** Begin **

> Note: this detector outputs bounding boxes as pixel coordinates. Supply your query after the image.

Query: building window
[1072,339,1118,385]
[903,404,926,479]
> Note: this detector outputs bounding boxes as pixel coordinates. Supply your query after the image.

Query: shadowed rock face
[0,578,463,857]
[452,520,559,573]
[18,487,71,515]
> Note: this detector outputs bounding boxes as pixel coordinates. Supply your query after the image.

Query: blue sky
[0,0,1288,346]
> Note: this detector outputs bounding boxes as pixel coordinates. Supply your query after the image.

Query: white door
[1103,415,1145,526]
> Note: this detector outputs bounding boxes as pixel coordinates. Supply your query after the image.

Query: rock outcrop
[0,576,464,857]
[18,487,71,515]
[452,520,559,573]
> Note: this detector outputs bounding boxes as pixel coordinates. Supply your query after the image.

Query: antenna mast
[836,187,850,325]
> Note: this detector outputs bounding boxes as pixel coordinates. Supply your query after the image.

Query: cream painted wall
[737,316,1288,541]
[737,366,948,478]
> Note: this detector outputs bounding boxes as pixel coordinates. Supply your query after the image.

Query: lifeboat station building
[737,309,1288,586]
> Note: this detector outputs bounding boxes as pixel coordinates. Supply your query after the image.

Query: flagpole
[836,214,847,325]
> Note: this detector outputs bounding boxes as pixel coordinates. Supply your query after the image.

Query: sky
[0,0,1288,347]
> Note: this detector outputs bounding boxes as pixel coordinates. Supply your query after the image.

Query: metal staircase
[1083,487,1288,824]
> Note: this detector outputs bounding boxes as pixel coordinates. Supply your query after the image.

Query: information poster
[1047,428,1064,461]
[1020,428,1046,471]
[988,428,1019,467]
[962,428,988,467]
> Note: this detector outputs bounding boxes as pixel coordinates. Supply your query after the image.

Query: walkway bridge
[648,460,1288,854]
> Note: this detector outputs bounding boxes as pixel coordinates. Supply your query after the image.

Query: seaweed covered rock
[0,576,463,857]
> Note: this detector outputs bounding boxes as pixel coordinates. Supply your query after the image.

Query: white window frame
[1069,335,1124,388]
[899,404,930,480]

** End **
** Begin **

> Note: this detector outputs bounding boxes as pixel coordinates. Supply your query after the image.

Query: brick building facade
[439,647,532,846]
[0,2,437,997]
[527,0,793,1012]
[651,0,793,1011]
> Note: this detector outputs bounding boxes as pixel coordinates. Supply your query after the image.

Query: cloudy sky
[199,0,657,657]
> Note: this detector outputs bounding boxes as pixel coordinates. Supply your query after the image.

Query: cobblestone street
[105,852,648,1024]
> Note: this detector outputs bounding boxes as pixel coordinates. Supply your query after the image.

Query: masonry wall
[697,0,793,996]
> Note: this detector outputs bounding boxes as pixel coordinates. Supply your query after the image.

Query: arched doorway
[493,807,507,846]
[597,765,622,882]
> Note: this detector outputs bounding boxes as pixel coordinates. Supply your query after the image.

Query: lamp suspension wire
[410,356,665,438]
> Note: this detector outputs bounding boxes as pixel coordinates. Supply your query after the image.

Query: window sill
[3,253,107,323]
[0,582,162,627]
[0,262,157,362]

** End **

DIRECTIVE
From the lines above, copy each one that contains the word "rock".

SOLUTION TO THIS TASK
Query: shadowed rock face
Query: rock outcrop
Query: seaweed covered rock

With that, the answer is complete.